---- SOURCE DATA

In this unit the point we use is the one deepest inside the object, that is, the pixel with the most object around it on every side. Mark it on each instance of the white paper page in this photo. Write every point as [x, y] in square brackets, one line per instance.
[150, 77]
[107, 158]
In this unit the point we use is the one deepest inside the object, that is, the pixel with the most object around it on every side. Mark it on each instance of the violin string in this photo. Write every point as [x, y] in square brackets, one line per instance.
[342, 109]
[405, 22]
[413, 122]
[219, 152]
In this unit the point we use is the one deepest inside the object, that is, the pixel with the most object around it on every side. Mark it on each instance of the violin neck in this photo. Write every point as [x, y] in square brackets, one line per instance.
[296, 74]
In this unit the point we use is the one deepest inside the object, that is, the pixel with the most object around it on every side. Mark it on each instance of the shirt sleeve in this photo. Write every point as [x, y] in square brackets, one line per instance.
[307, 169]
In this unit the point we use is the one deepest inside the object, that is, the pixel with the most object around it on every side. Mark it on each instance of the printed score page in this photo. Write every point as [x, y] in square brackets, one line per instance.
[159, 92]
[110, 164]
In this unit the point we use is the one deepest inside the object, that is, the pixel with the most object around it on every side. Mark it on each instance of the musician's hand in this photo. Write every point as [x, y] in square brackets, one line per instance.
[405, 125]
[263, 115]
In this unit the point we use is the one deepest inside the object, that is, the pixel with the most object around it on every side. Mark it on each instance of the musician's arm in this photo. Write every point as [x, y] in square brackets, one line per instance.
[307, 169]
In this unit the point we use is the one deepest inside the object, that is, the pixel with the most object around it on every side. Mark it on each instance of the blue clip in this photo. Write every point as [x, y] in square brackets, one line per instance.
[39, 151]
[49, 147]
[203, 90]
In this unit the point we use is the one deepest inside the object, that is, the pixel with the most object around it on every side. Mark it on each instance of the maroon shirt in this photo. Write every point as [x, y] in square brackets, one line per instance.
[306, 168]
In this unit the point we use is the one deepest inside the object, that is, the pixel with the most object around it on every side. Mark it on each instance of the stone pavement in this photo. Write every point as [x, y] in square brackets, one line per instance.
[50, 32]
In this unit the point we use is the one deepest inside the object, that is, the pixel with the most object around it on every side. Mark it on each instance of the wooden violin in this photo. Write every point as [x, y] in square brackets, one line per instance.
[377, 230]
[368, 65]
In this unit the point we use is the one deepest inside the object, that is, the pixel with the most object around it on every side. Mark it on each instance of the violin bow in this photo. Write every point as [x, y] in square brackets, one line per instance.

--------

SET PROBLEM. Reproduce the listing above verbatim, from first line to last.

TASK ANSWER.
In this unit the point we use is the one deepest inside the object, that is, the pixel with the most object around it on every side. Mark it on each instance of the white paper page in this photo. Write every point as [x, y] in square brackets, one line per instance.
[150, 77]
[107, 158]
In this unit the point we use is the one deepest inside the object, that is, the pixel with the most object around it on every side. Mark it on each instance of the violin string in this photo. Write every point as [x, y] in square brackets, one line per instance.
[342, 109]
[405, 22]
[413, 122]
[219, 152]
In this unit the point we use is the one deepest inside the object, that is, the pixel with the most object around it on every side. Mark it on each instance of the violin neck in this photo. Write every point as [x, y] in square brackets, one line per instance.
[296, 74]
In this unit the point we use is the one deepest inside the object, that is, the pixel with the most object around it on every side. Mark it on each instance of the shirt sleeve in this photo. Write every point as [x, y] in square brackets, one line per instance.
[307, 169]
In this unit the point we use is the one deepest inside the object, that is, the pixel with the most object around it on every side. Mark it on each instance of the printed score page in this photo. Write every point as [x, y] in square brackets, one line per instance.
[159, 92]
[110, 164]
In this unit the point we use is the one deepest inside the object, that is, the pixel with the most object around it on every side. Mark it on each instance of the musician's hand in this photo. Write every point as [x, y] in square brackets, one line per instance.
[405, 125]
[263, 115]
In this unit the point we use is the one deepest inside the object, that is, the pixel with the most object around it on every side. Mark it on each instance of the musician's arm in this photo. Write every point as [x, y] in square brackets, one line per instance.
[307, 169]
In this unit the point we use is the one deepest inside the object, that is, the pixel with the most object around it on every side. Mark it on each instance of the blue clip in this photo. Write every point as [x, y] in square brackets, one line per instance.
[39, 151]
[49, 147]
[203, 90]
In this unit the point we use is the one deepest inside the object, that is, the pixel with the most object around it on every side. Mark it on each instance of the maroon shirt in this photo. Write every point as [x, y] in square brackets, one line per instance.
[306, 168]
In this unit the point we use is the one deepest inside the object, that is, the pixel with the most object around it on every side. Mark it on each instance of the stone pavement in this photo. Write every point as [x, y] in square brackets, one line per instance.
[50, 32]
In this unit the point we use is the one deepest inside the object, that is, the pixel with the most object around it on every side. Mark it on each instance of the wooden violin in this photo. Write every point as [x, y] in square brackets, one line per instance.
[377, 230]
[368, 65]
In this unit the point we use is the one deepest inside the object, that is, the pixel with the most object around it on every side. Mark it on each instance of the violin bow in this photo. Write every point as [x, y] in square brackets, one line per instance.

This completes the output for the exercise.